■ Written problem A
List every typedef given under the "Traits Types" header of the Orthtree class reference, by the name it defines.

■ Text block
----------------

CGAL 5.3 - Quadtrees, Octrees, and Orthtrees
CGAL::Orthtree< Traits_, PointRange_, PointMap_ > Class Template Reference

#include <CGAL/Orthtree.h>

Definition

template<typename Traits_, typename PointRange_, typename PointMap_ = Identity_property_map<typename Traits_::Point_d>>
class CGAL::Orthtree< Traits_, PointRange_, PointMap_ >

A data structure using an axis-aligned hybercubic decomposition of dD space for efficient point access and computations.

It builds a hierarchy of nodes which subdivide the space based on a collection of points. Each node represents an axis-aligned hypercubic region of space. A node contains the range of points that are present in the region it defines, and it may contain \(2^{dim}\) other nodes which further subdivide the region.

See also
CGAL::Quadtree
CGAL::Octree
Template Parameters
Traits_must be a model of OrthtreeTraits
PointRange_must be a model of range whose value type is the key type of PointMap_
PointMap_must be a model of ReadablePropertyMap whose value type is Traits_::Point_d
Examples:
Orthtree/orthtree_build.cpp.

Classes

class  Node
 represents a single node of the tree. More...
 

Template Types

typedef PointRange_ PointRange
 Point range.
 
typedef PointMap_ PointMap
 Point map.
 

Traits Types

typedef Traits::Dimension Dimension
 Dimension of the tree.
 
typedef Traits::FT FT
 Number type.
 
typedef Traits::Point_d Point
 Point type.
 
typedef Traits::Bbox_d Bbox
 Bounding box type.
 
typedef Traits::Sphere_d Sphere
 Sphere type.
 

Public Types

typedef Orthtree< Traits, PointRange, PointMapSelf
 Self typedef for convenience.
 
typedef Dimension_tag<(2<<(Dimension::value-1))> Degree
 Degree of the tree (number of children of non-leaf nodes).
 
typedef std::function< bool(Node)> Split_predicate
 A predicate that determines whether a node must be split when refining a tree.
 
typedef unspecified_type Node_range
 A model of ConstRange whose value type is Node.
 

Constructor

 Orthtree (PointRange &point_range, PointMap point_map=PointMap(), const FT enlarge_ratio=1.2, Traits traits=Traits())
 creates an orthtree from a collection of points. More...
 

Tree Building

void refine (const Split_predicate &split_predicate)
 recursively subdivides the orthtree until it meets the given criteria. More...
 
void refine (size_t max_depth=10, size_t bucket_size=20)
 Convenience overload that refines an orthtree using a maximum depth and maximum number of points in a node as split predicate. More...
 
void grade ()
 refines the orthtree such that the difference of depth between two immediate neighbor leaves is never more than 1.

----------------

■ Supplied material

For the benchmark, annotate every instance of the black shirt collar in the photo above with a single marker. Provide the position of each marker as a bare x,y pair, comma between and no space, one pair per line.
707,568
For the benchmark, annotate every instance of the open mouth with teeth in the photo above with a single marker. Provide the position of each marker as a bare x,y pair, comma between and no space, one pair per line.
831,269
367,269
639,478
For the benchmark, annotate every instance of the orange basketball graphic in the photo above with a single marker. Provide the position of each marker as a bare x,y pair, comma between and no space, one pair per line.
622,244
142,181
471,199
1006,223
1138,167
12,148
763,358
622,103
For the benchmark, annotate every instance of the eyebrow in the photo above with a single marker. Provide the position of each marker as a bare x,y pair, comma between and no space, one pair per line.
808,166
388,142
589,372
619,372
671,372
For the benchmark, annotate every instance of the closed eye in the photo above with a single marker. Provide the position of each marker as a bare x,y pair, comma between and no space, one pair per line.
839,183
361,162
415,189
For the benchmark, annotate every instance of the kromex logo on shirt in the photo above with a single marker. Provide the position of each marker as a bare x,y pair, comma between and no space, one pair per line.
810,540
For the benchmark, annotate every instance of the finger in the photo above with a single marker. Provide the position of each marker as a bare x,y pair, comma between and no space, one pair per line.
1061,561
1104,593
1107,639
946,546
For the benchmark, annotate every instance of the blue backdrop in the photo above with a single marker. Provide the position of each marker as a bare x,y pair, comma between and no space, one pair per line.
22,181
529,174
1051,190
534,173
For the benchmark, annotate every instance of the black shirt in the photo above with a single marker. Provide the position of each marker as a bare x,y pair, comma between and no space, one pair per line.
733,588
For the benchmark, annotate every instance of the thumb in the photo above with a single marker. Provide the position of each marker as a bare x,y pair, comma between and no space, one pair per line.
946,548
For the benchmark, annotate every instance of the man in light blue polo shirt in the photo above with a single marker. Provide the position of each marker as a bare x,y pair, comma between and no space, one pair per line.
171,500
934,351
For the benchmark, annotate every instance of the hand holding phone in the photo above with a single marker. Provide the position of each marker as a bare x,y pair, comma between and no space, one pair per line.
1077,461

----------------

■ Written problem B
In the records, take the part that opens with the line containing "For the benchmark, annotate every instance of the blue" and runs through the end of the records. Write all of its lines out again, and shift every coordinate in the answers by adding 74 to each number.

■ Complete answer A
Dimension
FT
Point
Bbox
Sphere

■ Complete answer B
For the benchmark, annotate every instance of the blue backdrop in the photo above with a single marker. Provide the position of each marker as a bare x,y pair, comma between and no space, one pair per line.
96,255
603,248
1125,264
608,247
For the benchmark, annotate every instance of the black shirt in the photo above with a single marker. Provide the position of each marker as a bare x,y pair, comma between and no space, one pair per line.
807,662
For the benchmark, annotate every instance of the thumb in the photo above with a single marker. Provide the position of each marker as a bare x,y pair, comma between and no space, one pair per line.
1020,622
For the benchmark, annotate every instance of the man in light blue polo shirt in the photo above with a single marker. Provide the position of each marker as a bare x,y pair, comma between and no space, one pair per line.
245,574
1008,425
For the benchmark, annotate every instance of the hand holding phone in the photo above with a single marker. Provide the position of each marker as a bare x,y pair, comma between and no space, one pair per line.
1151,535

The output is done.